- _SELECTED EXTRACT_:
^^^^^^^^^^^^^^^^

Scientists at the University of Bath are developing optical fibres and building endoscopic devices designed to access the tiny airways deep within a person’s lungs, as part of a major project that aims to find effective treatments for patients with Covid-19.

Contributing to the rapid-response project, the University’s Centre for Photonics and Photonic Materials has produced an opening batch of 360 optical fibre-based endoscopic devices and is now testing them for safety. If the devices prove easy to sterilise and robust enough to introduce into a patient’s body, they will be produced in their hundreds, and sent to research collaborators at the University of Edinburgh.

The Edinburgh team of 150 scientists believes new therapies could be discovered and implemented before a vaccine becomes widely available by repurposing medicines for other conditions that are already in clinical use or are currently being tested.

Dr Jim Stone, research fellow at Bath’s Department of Physics and a member of the photonics team, said: “The endoscopic devices we produce contain our cutting edge optical fibre technology and are very small – around 1.4mm in diameter – so they can reach parts of the lungs that are usually very hard to access. Once an endoscope has reached the (deep and tiny) distal airways, we can take samples of lung fluid for analysis or introduce a trial drug.”

Optical fibres included in the endoscopes transmit microscopic images, providing researchers with real-time microscopic images from deep within the lungs at the exact location where drugs are delivered, or fluids are sampled.

Dr Stone said Bath was in a strong position to fine-tune its existing optical fibres and devices to fulfil the requirements of the coronavirus project. “We’ve been making fibres to address clinical needs for six years,” he said. “It’s a matter of adapting the work we’ve been doing on bacterial infections to focus on viruses instead.”

He added: “My experienced research team are refocusing all of their efforts on Covid-19 enabling us to develop and produce all the devices needed by our clinical collaborators in Edinburgh.”

The project – STOPCOVID – will focus on the inflammatory pathways that lead directly to lung injury, a response associated with the most severe aspects of Covid-19.

Inflammation is important in fighting infection but in the case of Covid-19, excessive inflammation is causing the lungs to fail, in some cases leading to death.

Researchers will test drugs to see if they can block this and other damaging types of inflammation in the early stages of the disease to change the course of infection and prevent the need of a ventilator.

STOPCOVID has secured £2 million funding from LifeArc, a medical research charity. It aims to raise a total of £15 million from the private sector. Discussions are continuing with other potential partners.

^^^^^^^^^^^^^^^^

- _Referring expression pointing data_:
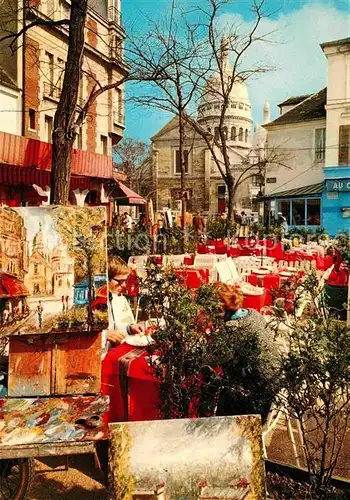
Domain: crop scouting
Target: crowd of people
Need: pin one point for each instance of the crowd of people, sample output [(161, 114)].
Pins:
[(241, 322)]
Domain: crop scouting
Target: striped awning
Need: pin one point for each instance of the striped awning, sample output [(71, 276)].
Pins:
[(10, 286), (19, 176), (21, 151)]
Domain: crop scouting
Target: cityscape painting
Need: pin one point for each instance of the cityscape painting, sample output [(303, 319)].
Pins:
[(53, 262), (187, 459)]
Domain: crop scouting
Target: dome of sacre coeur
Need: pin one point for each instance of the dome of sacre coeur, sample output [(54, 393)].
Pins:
[(239, 108)]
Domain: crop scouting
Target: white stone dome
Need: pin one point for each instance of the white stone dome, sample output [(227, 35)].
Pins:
[(238, 116)]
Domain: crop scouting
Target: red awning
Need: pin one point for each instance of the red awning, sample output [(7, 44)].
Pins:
[(126, 196), (12, 287), (19, 176), (19, 151)]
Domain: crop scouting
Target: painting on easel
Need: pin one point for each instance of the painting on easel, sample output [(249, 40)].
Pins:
[(52, 265), (193, 459)]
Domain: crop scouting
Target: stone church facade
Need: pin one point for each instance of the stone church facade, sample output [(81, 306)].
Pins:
[(205, 188)]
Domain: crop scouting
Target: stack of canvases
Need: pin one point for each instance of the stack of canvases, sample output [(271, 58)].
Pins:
[(54, 377)]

^^^^^^^^^^^^^^^^

- _TASK INSTRUCTIONS_:
Translate into French the following sentence from the text on optical fiber endoscopes for Covid-19 research: "Inflammation is important in fighting infection but in the case of Covid-19, excessive inflammation is causing the lungs to fail, in some cases leading to death."

- _TASK RESULT_:
L'inflammation est importante pour combattre l'infection, mais dans le cas de la Covid-19, une inflammation excessive provoque la défaillance des poumons, entraînant dans certains cas la mort.